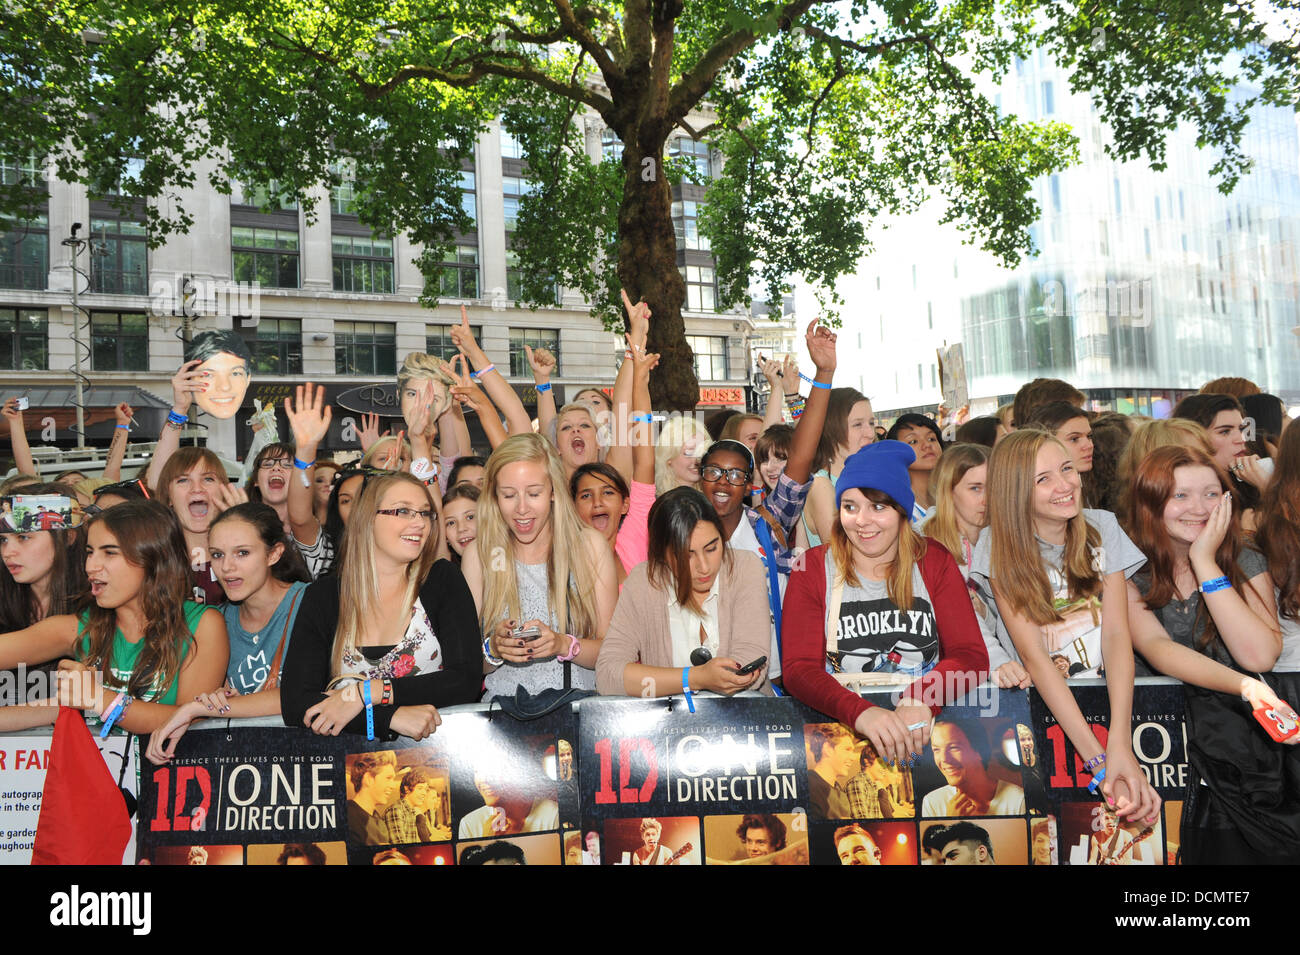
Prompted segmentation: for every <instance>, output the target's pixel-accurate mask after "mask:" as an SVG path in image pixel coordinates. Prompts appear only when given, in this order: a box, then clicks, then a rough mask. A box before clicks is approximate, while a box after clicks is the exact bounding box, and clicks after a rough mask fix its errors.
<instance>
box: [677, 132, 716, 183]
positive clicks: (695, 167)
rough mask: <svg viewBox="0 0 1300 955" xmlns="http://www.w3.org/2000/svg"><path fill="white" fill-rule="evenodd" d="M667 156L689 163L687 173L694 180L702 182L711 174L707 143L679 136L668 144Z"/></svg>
mask: <svg viewBox="0 0 1300 955" xmlns="http://www.w3.org/2000/svg"><path fill="white" fill-rule="evenodd" d="M668 156H671V157H673V159H684V160H686V162H689V164H690V172H689V175H690V177H692V178H693V179H694V181H695V182H702V181H705V179H708V178H710V177H711V175H712V173H711V170H710V168H708V143H701V142H699V140H698V139H688V138H686V136H679V138H677V139H673V140H672V143H671V144H669V146H668Z"/></svg>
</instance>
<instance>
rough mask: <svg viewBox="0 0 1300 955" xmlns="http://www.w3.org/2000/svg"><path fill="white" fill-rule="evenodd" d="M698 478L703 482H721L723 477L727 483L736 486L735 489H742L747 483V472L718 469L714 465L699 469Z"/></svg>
mask: <svg viewBox="0 0 1300 955" xmlns="http://www.w3.org/2000/svg"><path fill="white" fill-rule="evenodd" d="M699 477H701V478H703V479H705V481H722V479H723V478H724V477H725V478H727V483H729V485H736V486H737V487H744V486H745V485H748V483H749V472H748V470H745V469H744V468H719V466H718V465H716V464H710V465H706V466H703V468H701V469H699Z"/></svg>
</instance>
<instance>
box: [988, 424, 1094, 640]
mask: <svg viewBox="0 0 1300 955" xmlns="http://www.w3.org/2000/svg"><path fill="white" fill-rule="evenodd" d="M1047 444H1056V446H1057V447H1060V448H1061V453H1062V455H1065V457H1066V460H1070V452H1069V451H1067V450H1066V447H1065V444H1062V443H1061V442H1060V440H1058V439H1057V438H1056V435H1052V434H1048V433H1047V431H1039V430H1034V429H1028V430H1017V431H1011V434H1009V435H1006V437H1005V438H1002V440H1000V442H998V443H997V447H995V448H993V455H992V456H991V457H989V460H988V482H987V483H988V517H989V521H988V531H989V534H991V535H992V548H993V554H992V570H991V576H992V577H993V579H996V581H997V585H998V590H1000V591H1001V592H1002V594H1004V595H1005V596H1006V599H1008V600H1009V602H1010V604H1011V609H1013V611H1015V612H1018V613H1022V615H1024V616H1026V617H1027V618H1028V620H1031V621H1032V622H1035V624H1039V625H1040V626H1041V625H1045V624H1056V622H1060V621H1061V618H1062V617H1061V615H1060V613H1057V611H1056V607H1054V604H1053V596H1052V583H1050V581H1049V579H1048V572H1047V568H1044V567H1043V559H1041V556H1040V554H1039V542H1037V538H1036V537H1035V534H1034V487H1035V483H1034V476H1035V474H1036V473H1037V459H1039V451H1040V450H1043V447H1044V446H1047ZM1079 499H1080V503H1082V499H1083V489H1082V485H1080V490H1079ZM1100 543H1101V534H1099V533H1097V529H1096V528H1093V526H1092V525H1091V524H1088V520H1087V517H1084V515H1083V508H1082V507H1080V508H1079V513H1078V515H1075V516H1074V517H1071V518H1070V522H1069V524H1067V525H1066V531H1065V555H1063V559H1062V570H1063V572H1065V578H1066V583H1067V585H1069V591H1070V598H1071V599H1078V598H1082V596H1092V595H1095V594H1097V592H1099V591H1100V590H1101V574H1100V573H1099V572H1097V569H1096V568H1095V565H1093V564H1095V557H1093V555H1095V554H1097V547H1099V544H1100Z"/></svg>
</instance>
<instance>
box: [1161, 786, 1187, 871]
mask: <svg viewBox="0 0 1300 955" xmlns="http://www.w3.org/2000/svg"><path fill="white" fill-rule="evenodd" d="M1161 811H1162V812H1164V813H1165V864H1166V865H1178V864H1179V855H1178V850H1179V848H1180V847H1182V845H1183V835H1182V824H1183V800H1182V799H1170V800H1169V802H1166V803H1165V804H1164V806H1162V807H1161Z"/></svg>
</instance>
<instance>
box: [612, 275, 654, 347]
mask: <svg viewBox="0 0 1300 955" xmlns="http://www.w3.org/2000/svg"><path fill="white" fill-rule="evenodd" d="M619 294H620V295H621V296H623V311H625V312H627V313H628V346H629V347H630V348H632V351H633V353H634V352H636V350H637V347H640V348H641V350H642V351H643V350H645V347H646V338H647V337H649V334H650V305H647V304H646V303H645V301H638V303H637V304H634V305H633V304H632V299H629V298H628V290H627V288H623V290H620V292H619Z"/></svg>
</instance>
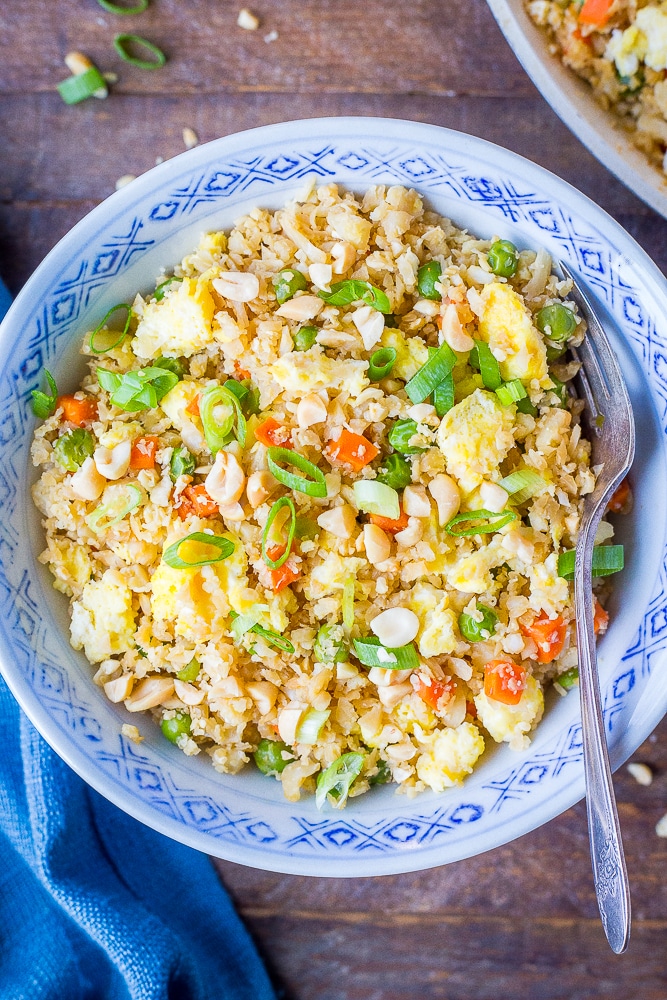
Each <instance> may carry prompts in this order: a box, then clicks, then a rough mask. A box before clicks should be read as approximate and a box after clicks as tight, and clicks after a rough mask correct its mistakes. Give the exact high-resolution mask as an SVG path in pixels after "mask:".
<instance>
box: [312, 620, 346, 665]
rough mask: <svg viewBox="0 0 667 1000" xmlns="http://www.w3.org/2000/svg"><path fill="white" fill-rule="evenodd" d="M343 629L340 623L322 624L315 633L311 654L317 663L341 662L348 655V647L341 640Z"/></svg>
mask: <svg viewBox="0 0 667 1000" xmlns="http://www.w3.org/2000/svg"><path fill="white" fill-rule="evenodd" d="M344 635H345V630H344V628H343V626H342V625H322V626H321V627H320V629H319V631H318V633H317V638H316V639H315V645H314V646H313V656H314V657H315V659H316V660H317V662H318V663H343V662H344V661H345V660H347V657H348V652H349V651H348V648H347V646H346V645H345V642H344V641H343V636H344Z"/></svg>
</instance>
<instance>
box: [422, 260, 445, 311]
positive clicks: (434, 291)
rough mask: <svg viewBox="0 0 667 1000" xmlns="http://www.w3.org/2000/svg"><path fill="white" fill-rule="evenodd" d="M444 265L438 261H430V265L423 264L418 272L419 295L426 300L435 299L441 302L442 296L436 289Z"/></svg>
mask: <svg viewBox="0 0 667 1000" xmlns="http://www.w3.org/2000/svg"><path fill="white" fill-rule="evenodd" d="M441 274H442V265H441V264H439V263H438V261H437V260H430V261H429V262H428V264H422V266H421V267H420V268H419V270H418V271H417V288H418V289H419V294H420V295H421V296H422V298H425V299H435V301H436V302H440V301H441V299H442V295H441V294H440V292H439V291H438V289H437V288H436V287H435V283H436V281H440V276H441Z"/></svg>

§ WORK TASK: Copy the items above word for word, from their start down through the line containing "positive clicks: (695, 167)", leaving out the picture.

§ OUTPUT OF THE TASK:
Prompted segmentation: for every <instance>, output the target's pixel-accurate mask after "mask:" as an SVG path in image pixel coordinates. Prompts appear only when given, in this order: a box, then clicks, then a rough mask. A box before clicks is approximate, while a box after clicks is the exact bounding box, and clicks after a rough mask fix its errors.
<instance>
box: [677, 132, 716, 183]
positive clicks: (695, 167)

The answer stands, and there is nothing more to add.